Outline entries for labeled areas:
□ □ □ □ □
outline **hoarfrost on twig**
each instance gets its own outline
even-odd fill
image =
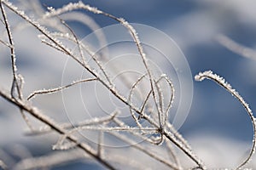
[[[251,160],[251,157],[255,151],[255,147],[256,147],[256,123],[254,121],[255,117],[253,116],[253,111],[249,108],[249,105],[243,99],[243,98],[238,94],[238,92],[236,92],[234,88],[232,88],[231,85],[229,82],[227,82],[223,77],[219,76],[217,74],[212,73],[212,71],[206,71],[204,72],[200,72],[198,73],[198,75],[195,76],[195,79],[196,81],[203,81],[206,78],[216,82],[218,85],[225,88],[235,98],[236,98],[240,101],[240,103],[243,105],[250,119],[252,120],[252,124],[253,128],[253,144],[248,156],[236,167],[236,169],[241,169],[241,167],[243,167]]]

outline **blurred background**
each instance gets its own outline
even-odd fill
[[[24,4],[26,2],[15,1],[14,3]],[[77,1],[40,1],[44,8],[45,6],[59,8],[69,2]],[[224,77],[239,92],[253,111],[256,110],[254,76],[256,55],[251,58],[243,57],[227,49],[217,41],[218,35],[225,35],[240,44],[255,49],[255,1],[83,0],[83,2],[117,17],[125,18],[130,23],[143,24],[162,31],[172,37],[183,52],[193,77],[199,71],[212,70]],[[89,15],[92,16],[101,27],[116,24],[103,16],[91,14]],[[11,18],[10,22],[15,22],[15,20]],[[79,37],[91,31],[77,23],[73,23],[72,26]],[[61,71],[62,71],[66,60],[61,60],[59,57],[52,58],[52,55],[60,54],[49,50],[45,45],[40,47],[34,45],[40,43],[36,36],[24,42],[24,38],[30,33],[23,32],[25,33],[14,32],[14,37],[16,38],[17,54],[22,56],[22,59],[21,57],[17,59],[18,68],[28,77],[26,84],[35,84],[35,87],[25,85],[25,92],[29,94],[32,90],[49,87],[49,82],[42,82],[41,78],[45,78],[50,82],[60,82]],[[9,53],[3,45],[0,45],[0,48],[1,54]],[[26,53],[27,50],[31,53]],[[7,89],[11,82],[9,62],[7,57],[1,54],[1,88]],[[55,76],[51,75],[53,71]],[[193,80],[193,84],[191,109],[179,132],[189,140],[195,153],[207,162],[207,165],[212,167],[237,165],[239,160],[245,157],[250,150],[253,139],[252,123],[244,108],[237,99],[211,81],[198,82]],[[60,96],[54,94],[53,101],[55,98],[60,99]],[[44,110],[50,112],[64,110],[56,107],[58,105],[61,105],[61,100],[49,102],[48,99],[49,96],[40,97],[40,107],[44,108]],[[35,99],[34,102],[37,104],[39,100]],[[34,139],[33,137],[23,136],[26,125],[18,114],[18,110],[3,99],[0,99],[0,119],[2,136],[0,147],[6,152],[11,150],[17,144],[26,145],[32,144],[29,148],[30,150],[33,150],[33,155],[40,155],[44,150],[50,150],[49,145],[43,144],[44,142],[40,140],[41,137]],[[66,119],[63,118],[64,120]],[[38,150],[41,147],[44,149]],[[251,165],[255,166],[255,161],[254,158]],[[54,169],[65,167],[84,169],[88,166],[91,169],[102,169],[101,167],[79,162]]]

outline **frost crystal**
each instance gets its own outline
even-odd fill
[[[240,169],[241,167],[243,167],[246,163],[247,163],[251,160],[251,157],[255,150],[255,146],[256,146],[255,117],[253,116],[253,114],[251,109],[249,108],[249,105],[243,99],[243,98],[238,94],[238,92],[236,92],[234,88],[232,88],[231,85],[229,82],[227,82],[223,77],[219,76],[217,74],[213,74],[212,71],[200,72],[198,75],[195,76],[195,79],[196,81],[203,81],[205,78],[215,81],[218,84],[219,84],[221,87],[225,88],[228,92],[230,92],[234,97],[236,97],[240,101],[240,103],[243,105],[243,107],[245,108],[248,116],[251,118],[253,127],[253,145],[247,158],[242,163],[241,163],[240,166],[238,166],[238,167],[236,168],[236,169]]]

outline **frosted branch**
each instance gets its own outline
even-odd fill
[[[195,76],[195,79],[196,81],[203,81],[204,79],[210,79],[214,82],[216,82],[218,85],[225,88],[229,93],[230,93],[235,98],[236,98],[240,103],[242,105],[242,106],[247,110],[250,119],[252,120],[252,124],[253,128],[253,144],[250,150],[250,153],[248,156],[237,167],[236,169],[241,169],[241,167],[243,167],[245,164],[247,164],[250,160],[252,156],[253,155],[255,151],[255,146],[256,146],[256,122],[255,117],[253,116],[253,114],[249,108],[249,105],[243,99],[243,98],[236,92],[234,88],[232,88],[231,85],[227,82],[223,77],[219,76],[217,74],[212,73],[212,71],[207,71],[204,72],[200,72],[198,75]]]

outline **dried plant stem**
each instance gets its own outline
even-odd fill
[[[50,128],[55,130],[56,133],[58,133],[60,134],[67,133],[67,132],[65,129],[63,129],[61,126],[59,126],[57,122],[55,122],[54,120],[50,119],[47,116],[42,114],[40,111],[38,110],[37,108],[29,106],[27,104],[25,104],[21,100],[17,100],[17,99],[12,99],[6,93],[4,93],[3,90],[1,90],[1,89],[0,89],[0,96],[2,96],[4,99],[9,101],[9,103],[16,105],[20,109],[26,110],[26,112],[31,114],[32,116],[34,116],[38,120],[41,121],[42,122],[44,122],[46,125],[48,125],[49,127],[50,127]],[[97,162],[99,162],[100,163],[104,165],[106,167],[108,167],[109,169],[115,169],[115,167],[113,167],[112,165],[110,165],[108,162],[106,162],[105,160],[97,156],[96,151],[94,150],[90,146],[87,145],[84,143],[79,142],[76,139],[76,138],[72,135],[69,135],[67,139],[68,140],[70,140],[71,142],[74,143],[78,148],[85,151],[88,155],[92,156],[94,159],[96,159]]]
[[[241,169],[241,167],[243,167],[245,164],[247,164],[251,160],[251,157],[255,151],[255,147],[256,147],[256,121],[255,120],[256,119],[253,116],[253,111],[249,108],[248,104],[243,99],[243,98],[234,88],[232,88],[230,84],[229,84],[227,82],[225,82],[225,80],[223,77],[212,73],[212,71],[200,72],[198,75],[196,75],[195,76],[195,79],[196,81],[203,81],[206,78],[214,81],[219,86],[225,88],[235,98],[236,98],[239,100],[239,102],[242,105],[242,106],[245,108],[245,110],[247,110],[247,112],[252,121],[252,124],[253,124],[253,144],[252,144],[252,148],[251,148],[248,156],[236,168],[236,169]]]
[[[82,82],[86,82],[96,81],[96,80],[97,80],[97,78],[87,78],[87,79],[75,81],[73,83],[67,84],[63,87],[59,87],[59,88],[50,88],[50,89],[37,90],[37,91],[33,92],[32,94],[29,94],[29,96],[26,98],[26,99],[29,100],[32,98],[33,98],[35,95],[55,93],[55,92],[68,88],[73,85],[77,85],[77,84],[79,84]]]

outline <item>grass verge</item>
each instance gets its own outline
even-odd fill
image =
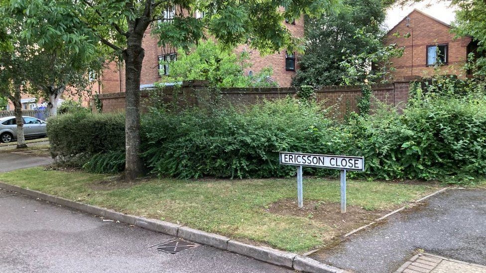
□ □ □ □ □
What needs to be done: Could you lay out every line of the entries above as a numbered list, skipping the blank lines and leaving the pictures out?

Result:
1. outline **hoarfrost on twig**
2. each instance gets its own outline
3. even-odd fill
4. image =
5. [[[251,160],[251,157],[255,151],[255,147],[256,147],[256,123],[254,121],[255,117],[253,116],[253,111],[249,108],[249,105],[243,99],[243,98],[238,94],[238,92],[236,92],[234,88],[232,88],[231,85],[229,82],[227,82],[223,77],[219,76],[217,74],[212,73],[212,71],[206,71],[204,72],[200,72],[198,73],[198,75],[195,76],[195,79],[196,81],[203,81],[206,78],[216,82],[218,85],[225,88],[235,98],[236,98],[240,101],[240,103],[243,105],[250,119],[252,120],[252,124],[253,128],[253,144],[248,156],[236,167],[236,169],[241,169],[241,167],[243,167]]]
6. outline **blurred background**
7. each instance gets its own outline
8. even-odd fill
9. [[[24,4],[26,2],[15,1],[14,3]],[[77,1],[40,1],[44,8],[45,6],[59,8],[69,2]],[[224,77],[239,92],[253,111],[256,110],[254,76],[256,55],[251,58],[243,57],[227,49],[217,41],[218,35],[225,35],[240,44],[255,49],[255,1],[83,0],[83,2],[117,17],[125,18],[130,23],[143,24],[162,31],[172,37],[183,52],[193,77],[199,71],[212,70]],[[89,15],[92,16],[101,27],[116,24],[103,16],[91,14]],[[11,18],[10,22],[15,22],[15,20]],[[79,37],[91,31],[77,23],[73,23],[72,26]],[[61,71],[62,71],[66,60],[61,60],[59,57],[52,58],[52,55],[60,54],[49,50],[45,45],[40,47],[34,45],[40,43],[36,36],[24,42],[24,38],[30,33],[23,32],[25,33],[14,32],[14,37],[16,38],[17,54],[22,56],[22,59],[21,57],[17,59],[18,68],[28,77],[26,84],[35,84],[35,87],[25,85],[25,92],[29,94],[32,90],[49,87],[49,82],[42,82],[41,78],[45,78],[50,82],[60,82]],[[9,53],[3,45],[0,45],[0,48],[1,54]],[[26,53],[27,50],[31,53]],[[7,89],[11,82],[9,62],[7,57],[1,54],[1,88]],[[55,76],[51,75],[53,71]],[[193,80],[193,84],[191,109],[179,132],[189,140],[195,153],[207,162],[207,165],[212,167],[237,165],[239,160],[245,157],[250,150],[253,139],[252,123],[244,108],[237,99],[211,81],[198,82]],[[60,96],[54,94],[53,101],[55,98],[60,99]],[[44,110],[50,112],[64,110],[56,107],[58,105],[61,105],[61,100],[49,102],[48,99],[49,96],[40,97],[40,107],[44,108]],[[35,99],[34,102],[37,104],[39,100]],[[34,139],[33,137],[23,136],[26,125],[18,114],[18,110],[3,99],[0,99],[0,119],[2,136],[0,147],[6,152],[11,150],[17,144],[26,145],[32,144],[29,148],[30,150],[33,150],[33,155],[40,155],[44,150],[50,150],[49,145],[43,144],[44,142],[40,140],[41,137]],[[66,119],[63,118],[64,120]],[[38,150],[41,147],[44,149]],[[251,165],[255,166],[255,161],[254,158]],[[54,169],[65,167],[84,169],[88,166],[91,169],[102,169],[101,167],[79,162]]]
10. outline **frost crystal**
11. each instance gets its own outline
12. even-odd fill
13. [[[240,169],[241,167],[243,167],[246,163],[247,163],[251,160],[251,157],[255,150],[255,146],[256,146],[255,117],[253,116],[253,114],[251,109],[249,108],[249,105],[243,99],[243,98],[238,94],[238,92],[236,92],[234,88],[232,88],[231,85],[229,82],[227,82],[223,77],[219,76],[217,74],[213,74],[212,71],[200,72],[198,75],[195,76],[195,79],[196,81],[203,81],[205,78],[215,81],[218,84],[219,84],[221,87],[225,88],[228,92],[230,92],[234,97],[236,97],[240,101],[240,103],[243,105],[243,107],[245,108],[248,116],[251,118],[253,127],[253,145],[247,158],[242,163],[241,163],[240,166],[238,166],[238,167],[236,168],[236,169]]]
14. outline **frosted branch**
15. each instance gets its own outline
16. even-odd fill
17. [[[195,76],[195,79],[196,81],[203,81],[204,79],[210,79],[214,82],[216,82],[218,85],[225,88],[229,93],[230,93],[235,98],[236,98],[240,103],[242,105],[242,106],[247,110],[250,119],[252,120],[252,124],[253,128],[253,144],[250,150],[250,153],[248,156],[237,167],[236,169],[241,169],[241,167],[243,167],[245,164],[247,164],[250,160],[252,156],[253,155],[255,151],[255,146],[256,146],[256,122],[255,117],[253,116],[253,114],[249,108],[249,105],[243,99],[243,98],[236,92],[234,88],[232,88],[231,85],[227,82],[223,77],[219,76],[217,74],[212,73],[212,71],[207,71],[204,72],[200,72],[198,75]]]
18. outline **dried plant stem**
19. each instance gets its own outline
20. even-odd fill
21. [[[50,128],[55,130],[56,133],[58,133],[60,134],[67,133],[67,132],[65,129],[63,129],[61,126],[59,126],[57,122],[55,122],[54,120],[50,119],[47,116],[42,114],[40,111],[38,110],[37,108],[29,106],[27,104],[25,104],[21,100],[17,100],[17,99],[12,99],[6,93],[4,93],[3,90],[1,90],[1,89],[0,89],[0,96],[2,96],[4,99],[9,101],[9,103],[16,105],[20,109],[26,110],[26,112],[31,114],[32,116],[34,116],[38,120],[41,121],[42,122],[44,122],[46,125],[48,125],[49,127],[50,127]],[[97,162],[99,162],[100,163],[104,165],[106,167],[108,167],[109,169],[115,169],[115,167],[113,167],[112,165],[110,165],[108,162],[106,162],[105,160],[97,156],[96,151],[94,150],[90,146],[87,145],[84,143],[79,142],[76,139],[76,138],[72,135],[69,135],[67,139],[68,140],[70,140],[71,142],[74,143],[78,148],[85,151],[88,155],[92,156],[94,159],[96,159]]]
22. [[[241,169],[241,167],[243,167],[245,164],[247,164],[251,160],[251,157],[255,151],[255,147],[256,147],[256,121],[255,120],[256,119],[253,116],[253,111],[249,108],[248,104],[243,99],[243,98],[234,88],[232,88],[230,84],[229,84],[227,82],[225,82],[225,80],[223,77],[212,73],[212,71],[200,72],[198,75],[196,75],[195,76],[195,79],[196,81],[203,81],[206,78],[214,81],[219,86],[225,88],[235,98],[236,98],[239,100],[239,102],[242,105],[242,106],[245,108],[245,110],[247,110],[247,112],[252,121],[252,124],[253,124],[253,144],[252,144],[252,148],[251,148],[248,156],[236,168],[236,169]]]
23. [[[82,82],[86,82],[96,81],[96,80],[97,80],[97,78],[87,78],[87,79],[75,81],[73,83],[67,84],[63,87],[59,87],[59,88],[50,88],[50,89],[37,90],[37,91],[33,92],[32,94],[29,94],[29,96],[26,98],[26,99],[29,100],[32,98],[33,98],[35,95],[55,93],[55,92],[68,88],[73,85],[77,85],[77,84],[79,84]]]
24. outline <item>grass verge</item>
25. each instance gets its own outline
26. even-odd fill
27. image =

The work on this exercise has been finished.